(Entries locating objects in images)
- - - - -
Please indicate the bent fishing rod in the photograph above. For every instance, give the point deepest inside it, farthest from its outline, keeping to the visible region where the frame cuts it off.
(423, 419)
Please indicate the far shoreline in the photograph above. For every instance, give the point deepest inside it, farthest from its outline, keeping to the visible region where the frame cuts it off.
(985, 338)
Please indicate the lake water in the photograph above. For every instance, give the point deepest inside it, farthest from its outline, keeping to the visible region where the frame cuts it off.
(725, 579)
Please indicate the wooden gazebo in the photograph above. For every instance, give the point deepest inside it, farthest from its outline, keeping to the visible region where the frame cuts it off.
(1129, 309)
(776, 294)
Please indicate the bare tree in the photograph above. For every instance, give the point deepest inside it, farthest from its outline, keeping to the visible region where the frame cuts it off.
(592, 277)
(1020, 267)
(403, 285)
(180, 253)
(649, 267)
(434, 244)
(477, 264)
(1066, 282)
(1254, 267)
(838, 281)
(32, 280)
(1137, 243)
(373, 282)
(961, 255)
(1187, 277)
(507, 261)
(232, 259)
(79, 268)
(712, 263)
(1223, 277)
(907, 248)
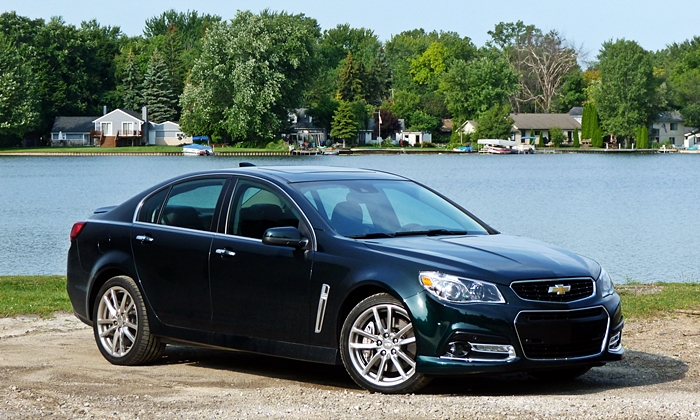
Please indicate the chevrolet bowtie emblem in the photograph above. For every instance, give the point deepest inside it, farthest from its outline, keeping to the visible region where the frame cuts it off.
(559, 289)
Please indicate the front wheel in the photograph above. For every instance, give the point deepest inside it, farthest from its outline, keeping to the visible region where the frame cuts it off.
(378, 346)
(120, 324)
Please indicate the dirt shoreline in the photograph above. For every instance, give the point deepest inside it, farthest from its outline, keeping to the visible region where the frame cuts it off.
(51, 368)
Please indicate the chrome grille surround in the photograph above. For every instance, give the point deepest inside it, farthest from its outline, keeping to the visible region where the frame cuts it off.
(538, 290)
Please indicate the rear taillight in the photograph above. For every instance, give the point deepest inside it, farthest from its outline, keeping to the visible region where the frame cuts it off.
(75, 230)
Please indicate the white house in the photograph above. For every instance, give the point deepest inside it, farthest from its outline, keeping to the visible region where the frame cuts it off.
(414, 137)
(668, 127)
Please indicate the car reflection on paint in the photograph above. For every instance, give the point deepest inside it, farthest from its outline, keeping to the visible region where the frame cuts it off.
(336, 265)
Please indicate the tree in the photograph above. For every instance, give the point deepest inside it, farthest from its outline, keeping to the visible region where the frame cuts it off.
- - - - -
Task goal: Copy out every line above word for word, leaving out the pictures.

Task output:
Please indicate the bent fishing rod in the photograph above. For every instance, give the point deepest inside it, farthest from its outline, keeping to the visible region where the frame cuts it off.
(423, 419)
Please indicate the far shoreline in the photograph above. For every instance, give the point deepest inside it, farthest from its outline, keeping to the visible region where the frame cuts it off.
(985, 338)
Please indicate the lake water in the photograph above. For every instance, give the point deepest inside it, farthest from its outline, keeping to the visible region where the frame cuts it off.
(725, 579)
Please indicate the wooden gazebo in the photograph above. For every instance, give the point deepest inside it, farthest from its outline, keeping to the visible region where the frame cuts it off.
(1129, 309)
(776, 294)
Please indicate the bare tree in the photograph above. For every instance, give the point deepest inside it, farthest from its outline, keeping to the visible region where the frame cuts it off.
(592, 277)
(1020, 267)
(403, 285)
(180, 253)
(649, 267)
(434, 244)
(477, 264)
(1066, 282)
(1254, 267)
(838, 281)
(32, 280)
(1137, 243)
(373, 282)
(961, 255)
(1187, 277)
(507, 261)
(232, 259)
(79, 268)
(712, 263)
(1223, 277)
(907, 248)
Please indicate the chevrolet bowtie emblem in the photograph above. For every instance, give the point deepest inside it, farthest from its outline, keeping to the visible region where the frame cuts it off.
(559, 289)
Please indicate the front wheel in the photograph above. For every instance, give the point deepest inside it, farthest from its outline, keeping to the visible region where the frame cuts it off.
(378, 346)
(120, 324)
Please indicate the dirt shoreline in the photograph above. For every instance, give the point deepest inside it, farthest from its outline, keeping to the visible region where the frame cuts it off.
(51, 368)
Please indicate the chrome grille surround in the photograph above. For every instance, give the point deepest inside it, farthest from its outline, keeping to the visible region where the frame cuts it off.
(538, 290)
Please indicate the rear taillight in the photograph above. For every instance, give the point deepest inside it, farthest from its outline, keeping to the visible region where the frame cuts it off.
(75, 230)
Please indicate the white house in the photograph above. For every instance, give the point deepest inside it, farthest from its outline, keeping to the visible region where the frame cuts it off.
(414, 137)
(668, 127)
Please indicate the car reflection on paint in the photograph above. For every instance, give the point deepest inside it, farthest from its outline, keeping to the visible region where the frame cuts it off.
(336, 265)
Please indicate the tree in the photograph above. For every instance, give the point deepest inside it, farthest from its outline, keeping to the visible region where the frame cuts it off.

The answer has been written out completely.